- PASSAGE

Green Deal Consultation #1 First Contact

This is the first of a number of blogs about the recently published Green Deal consultation: At 267 pages it is a mammoth document, and there are not many days before the response is due. 18th January 2012 is the response date. I will be submitting a response on behalf of HTA and a number of our clients with whom we have been discussing the Green Deal for some months now.

I am attending the UK Green Building Council consultation on Wed 30th (tomorrow) and I am chairing the final session on the Green Deal at the London Housing Forum event on Thursday. Suffice to say that I will be reasonably clued-up about the Green Deal by then.

First Impressions:

– I am glad to see that there is a strong statement to the effect that the Green Deal can be a huge opportunity for people to improve the quality and value of their homes. I think that this is key to its success and this has not been emphasised enough to date.

– It is a new market, and a great opportunity for companies old and new to compete in it, there is room for everybody!

– There is recognition that the Green Deal will often be delivered alongside other works, but there is too little discussion of the complexity that this brings. If a householder engages a company to fit a kitchen and then decides to go down a Green Deal route, the kitchen installer may not be able to offer to do the extra works and a new company may be required. This will put some people off.

– I am still concerned that there is no energy efficiency target for dwellings carrying out the GD. Without a target there is the strong likelihood that the sam dwelling will need to be treated many times between now and 2050 instead of doing it once properly. I think that this is too short term thinking.

– I have seen little, so far, to encourage a street-by-street approach where a Green Deal Provider takes on a neighbourhood en masse and delivers the works on a rolling programme over a period of say five years per ward. That would encourage GD Providers to doorknock and to really sell their wares. The document talks about homeowners getting a Green Deal Assessment and then shopping around. This is frankly unrealistic. We are not talking about a few groceries here, and very few householders are comfortable ashopping around for External Wall Insulation.

- TASK REQUIREMENTS
A - Summarize the blog post on the Green Deal consultation in two sentences.
B - Print the part of the Green Deal blog post between "Green Deal Consultation #1" and "Deal by then.", inclusive.
C - Rewrite the paragraph of the Green Deal blog post that begins "– I have seen little, so far" as a short bulleted list that keeps its main points.

(Lines taken from a collection)
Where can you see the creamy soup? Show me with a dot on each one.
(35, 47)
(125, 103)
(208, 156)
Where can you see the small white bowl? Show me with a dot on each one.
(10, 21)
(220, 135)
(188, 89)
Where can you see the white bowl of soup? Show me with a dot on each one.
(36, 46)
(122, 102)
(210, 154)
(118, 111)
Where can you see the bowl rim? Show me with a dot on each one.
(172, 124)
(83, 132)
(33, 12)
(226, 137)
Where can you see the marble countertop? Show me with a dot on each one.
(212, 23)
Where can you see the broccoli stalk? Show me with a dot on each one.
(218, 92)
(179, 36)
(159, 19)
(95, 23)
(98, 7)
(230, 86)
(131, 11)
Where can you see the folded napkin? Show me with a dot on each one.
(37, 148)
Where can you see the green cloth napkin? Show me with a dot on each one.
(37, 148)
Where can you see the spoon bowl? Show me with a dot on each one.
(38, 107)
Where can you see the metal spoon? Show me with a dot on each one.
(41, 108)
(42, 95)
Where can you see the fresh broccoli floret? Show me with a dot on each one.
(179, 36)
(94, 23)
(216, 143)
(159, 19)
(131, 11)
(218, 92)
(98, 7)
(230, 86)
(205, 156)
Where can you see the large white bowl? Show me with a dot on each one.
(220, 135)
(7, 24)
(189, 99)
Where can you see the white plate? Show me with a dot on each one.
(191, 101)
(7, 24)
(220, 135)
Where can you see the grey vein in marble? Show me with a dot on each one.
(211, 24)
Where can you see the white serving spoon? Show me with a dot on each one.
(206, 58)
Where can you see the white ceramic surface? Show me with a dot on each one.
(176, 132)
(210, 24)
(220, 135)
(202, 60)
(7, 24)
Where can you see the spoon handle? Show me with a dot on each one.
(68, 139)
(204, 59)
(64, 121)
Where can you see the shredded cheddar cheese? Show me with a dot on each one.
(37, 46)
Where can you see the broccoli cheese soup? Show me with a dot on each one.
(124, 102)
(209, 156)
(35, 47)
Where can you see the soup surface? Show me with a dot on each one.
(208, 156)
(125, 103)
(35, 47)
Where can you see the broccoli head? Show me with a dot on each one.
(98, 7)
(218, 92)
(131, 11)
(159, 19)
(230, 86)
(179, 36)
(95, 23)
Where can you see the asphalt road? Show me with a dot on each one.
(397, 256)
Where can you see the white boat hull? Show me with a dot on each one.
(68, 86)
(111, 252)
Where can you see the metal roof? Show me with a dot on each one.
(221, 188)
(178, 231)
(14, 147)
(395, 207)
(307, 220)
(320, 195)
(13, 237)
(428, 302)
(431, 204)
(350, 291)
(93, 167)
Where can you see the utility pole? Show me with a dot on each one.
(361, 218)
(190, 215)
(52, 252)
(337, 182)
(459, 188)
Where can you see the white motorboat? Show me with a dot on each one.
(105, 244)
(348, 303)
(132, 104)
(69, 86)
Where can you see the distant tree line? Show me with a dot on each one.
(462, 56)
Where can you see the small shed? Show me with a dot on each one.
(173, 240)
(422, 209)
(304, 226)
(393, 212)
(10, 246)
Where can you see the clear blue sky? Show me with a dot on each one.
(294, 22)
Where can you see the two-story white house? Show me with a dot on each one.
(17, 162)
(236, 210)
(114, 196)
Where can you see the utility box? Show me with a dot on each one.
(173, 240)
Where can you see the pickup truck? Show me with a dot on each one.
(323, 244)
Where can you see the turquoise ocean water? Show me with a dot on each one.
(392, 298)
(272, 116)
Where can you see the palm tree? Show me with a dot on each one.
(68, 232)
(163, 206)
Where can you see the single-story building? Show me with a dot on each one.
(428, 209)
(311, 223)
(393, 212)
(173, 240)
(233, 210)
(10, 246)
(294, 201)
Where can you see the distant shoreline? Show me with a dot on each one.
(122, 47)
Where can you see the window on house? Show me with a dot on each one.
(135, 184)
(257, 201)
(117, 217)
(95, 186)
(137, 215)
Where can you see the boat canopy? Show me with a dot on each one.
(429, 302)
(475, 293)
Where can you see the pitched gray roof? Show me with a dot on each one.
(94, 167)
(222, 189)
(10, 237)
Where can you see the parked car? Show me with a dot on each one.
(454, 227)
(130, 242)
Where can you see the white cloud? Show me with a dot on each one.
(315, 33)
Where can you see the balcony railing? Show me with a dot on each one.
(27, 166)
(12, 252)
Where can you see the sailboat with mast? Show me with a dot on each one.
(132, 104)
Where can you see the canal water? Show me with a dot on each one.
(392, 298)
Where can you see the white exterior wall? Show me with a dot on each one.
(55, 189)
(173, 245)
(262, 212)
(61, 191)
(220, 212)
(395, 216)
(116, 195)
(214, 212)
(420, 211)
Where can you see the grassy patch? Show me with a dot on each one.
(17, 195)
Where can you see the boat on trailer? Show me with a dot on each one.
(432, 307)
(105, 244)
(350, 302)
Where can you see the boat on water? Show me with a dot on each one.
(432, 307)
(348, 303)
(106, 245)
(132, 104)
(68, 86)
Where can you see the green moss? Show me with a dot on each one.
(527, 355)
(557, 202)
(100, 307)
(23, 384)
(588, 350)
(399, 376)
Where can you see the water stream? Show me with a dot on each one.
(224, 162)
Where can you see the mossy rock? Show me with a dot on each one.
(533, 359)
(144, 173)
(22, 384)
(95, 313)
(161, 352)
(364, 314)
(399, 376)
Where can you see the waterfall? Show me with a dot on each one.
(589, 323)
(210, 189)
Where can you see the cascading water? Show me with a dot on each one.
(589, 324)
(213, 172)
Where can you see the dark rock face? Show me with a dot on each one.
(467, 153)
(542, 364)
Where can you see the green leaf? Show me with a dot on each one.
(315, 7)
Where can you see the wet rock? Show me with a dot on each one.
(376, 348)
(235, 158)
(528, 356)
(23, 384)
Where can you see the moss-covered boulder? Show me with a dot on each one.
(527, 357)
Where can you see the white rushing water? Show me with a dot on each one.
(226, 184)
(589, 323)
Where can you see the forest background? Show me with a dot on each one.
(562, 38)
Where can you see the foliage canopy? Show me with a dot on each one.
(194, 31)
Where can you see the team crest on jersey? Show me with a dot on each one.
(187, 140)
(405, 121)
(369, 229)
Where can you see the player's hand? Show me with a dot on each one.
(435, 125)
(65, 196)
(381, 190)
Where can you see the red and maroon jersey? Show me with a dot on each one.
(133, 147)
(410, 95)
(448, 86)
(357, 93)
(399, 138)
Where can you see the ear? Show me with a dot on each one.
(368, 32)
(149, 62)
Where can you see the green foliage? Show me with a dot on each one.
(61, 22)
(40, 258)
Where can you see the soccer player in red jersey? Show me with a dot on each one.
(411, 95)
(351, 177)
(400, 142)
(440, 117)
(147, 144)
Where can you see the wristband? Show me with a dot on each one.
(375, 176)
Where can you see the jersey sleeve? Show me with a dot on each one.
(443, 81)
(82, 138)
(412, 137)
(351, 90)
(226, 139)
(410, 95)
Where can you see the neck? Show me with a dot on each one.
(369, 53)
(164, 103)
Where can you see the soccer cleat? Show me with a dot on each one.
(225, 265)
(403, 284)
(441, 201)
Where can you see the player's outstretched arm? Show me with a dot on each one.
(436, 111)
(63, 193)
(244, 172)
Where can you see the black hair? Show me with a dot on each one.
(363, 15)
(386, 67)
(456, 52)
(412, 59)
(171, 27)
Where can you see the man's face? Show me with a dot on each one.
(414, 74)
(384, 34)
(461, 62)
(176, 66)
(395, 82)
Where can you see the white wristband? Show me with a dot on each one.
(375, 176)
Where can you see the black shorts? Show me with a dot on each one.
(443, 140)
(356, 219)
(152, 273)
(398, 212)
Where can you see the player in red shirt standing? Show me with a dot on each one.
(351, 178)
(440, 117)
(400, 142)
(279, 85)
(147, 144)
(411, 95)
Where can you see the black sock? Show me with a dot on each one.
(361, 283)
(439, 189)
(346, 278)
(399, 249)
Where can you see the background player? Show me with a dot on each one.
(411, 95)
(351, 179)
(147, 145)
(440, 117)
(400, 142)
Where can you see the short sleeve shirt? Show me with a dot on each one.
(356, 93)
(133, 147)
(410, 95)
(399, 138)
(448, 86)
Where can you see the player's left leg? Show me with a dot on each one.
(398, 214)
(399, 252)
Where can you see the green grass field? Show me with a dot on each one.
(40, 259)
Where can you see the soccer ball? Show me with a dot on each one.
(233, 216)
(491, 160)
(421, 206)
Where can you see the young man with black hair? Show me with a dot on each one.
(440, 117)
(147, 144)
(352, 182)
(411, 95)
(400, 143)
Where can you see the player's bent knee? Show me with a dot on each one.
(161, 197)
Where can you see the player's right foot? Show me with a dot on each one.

- RESPONSES IN ORDER
A - The post opens a series on the 267-page Green Deal consultation, whose response date is 18th January 2012, and the writer plans to respond on behalf of HTA and a number of clients. The writer's first impressions welcome the consultation's view of the Green Deal as a huge opportunity for homeowners and for companies, but they criticize its limited discussion of the complexity of combining it with other works, the lack of an energy efficiency target for dwellings, and the little encouragement it gives to a street-by-street approach.

B -
Green Deal Consultation #1 First Contact

This is the first of a number of blogs about the recently published Green Deal consultation: At 267 pages it is a mammoth document, and there are not many days before the response is due. 18th January 2012 is the response date. I will be submitting a response on behalf of HTA and a number of our clients with whom we have been discussing the Green Deal for some months now.

I am attending the UK Green Building Council consultation on Wed 30th (tomorrow) and I am chairing the final session on the Green Deal at the London Housing Forum event on Thursday. Suffice to say that I will be reasonably clued-up about the Green Deal by then.

C -
- So far there is little to encourage a street-by-street approach, in which a Green Deal Provider takes on a neighborhood en masse and delivers the works on a rolling program over a period of, say, five years per ward.
- That approach would encourage GD Providers to doorknock and sell their wares.
- The document's picture of homeowners getting a Green Deal Assessment and then shopping around is unrealistic.
- Very few householders are comfortable shopping around for External Wall Insulation.